• WHAT IS BEING ASKED:
Among the records, which lines include "phrase"? List them.

• DATA FOR REVIEW:

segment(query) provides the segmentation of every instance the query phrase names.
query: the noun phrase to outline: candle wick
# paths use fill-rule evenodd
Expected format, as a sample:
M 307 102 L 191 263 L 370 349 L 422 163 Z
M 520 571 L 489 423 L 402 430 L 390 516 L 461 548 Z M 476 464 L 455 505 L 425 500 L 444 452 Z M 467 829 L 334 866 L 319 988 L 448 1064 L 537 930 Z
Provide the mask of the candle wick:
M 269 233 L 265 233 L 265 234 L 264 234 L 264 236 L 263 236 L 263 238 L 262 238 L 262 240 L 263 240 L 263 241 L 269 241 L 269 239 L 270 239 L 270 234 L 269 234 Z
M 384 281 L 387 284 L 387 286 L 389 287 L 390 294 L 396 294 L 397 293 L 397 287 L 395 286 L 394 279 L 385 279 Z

...

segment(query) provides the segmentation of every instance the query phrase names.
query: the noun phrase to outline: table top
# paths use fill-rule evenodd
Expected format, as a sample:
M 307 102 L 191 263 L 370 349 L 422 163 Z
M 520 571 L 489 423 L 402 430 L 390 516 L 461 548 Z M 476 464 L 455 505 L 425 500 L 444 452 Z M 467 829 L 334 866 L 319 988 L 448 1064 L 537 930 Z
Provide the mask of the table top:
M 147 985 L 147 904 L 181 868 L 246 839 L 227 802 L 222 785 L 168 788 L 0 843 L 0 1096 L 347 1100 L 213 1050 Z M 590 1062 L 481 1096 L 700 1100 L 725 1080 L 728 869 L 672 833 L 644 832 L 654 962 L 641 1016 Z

• REPLY TO THE TASK:
segment(query) provides the segmentation of every instance the query phrase names.
query: the noun phrase to outline: candle wick
segment(query) provides the segmentation of every instance the query phrase names.
query: the noun phrase to outline: table top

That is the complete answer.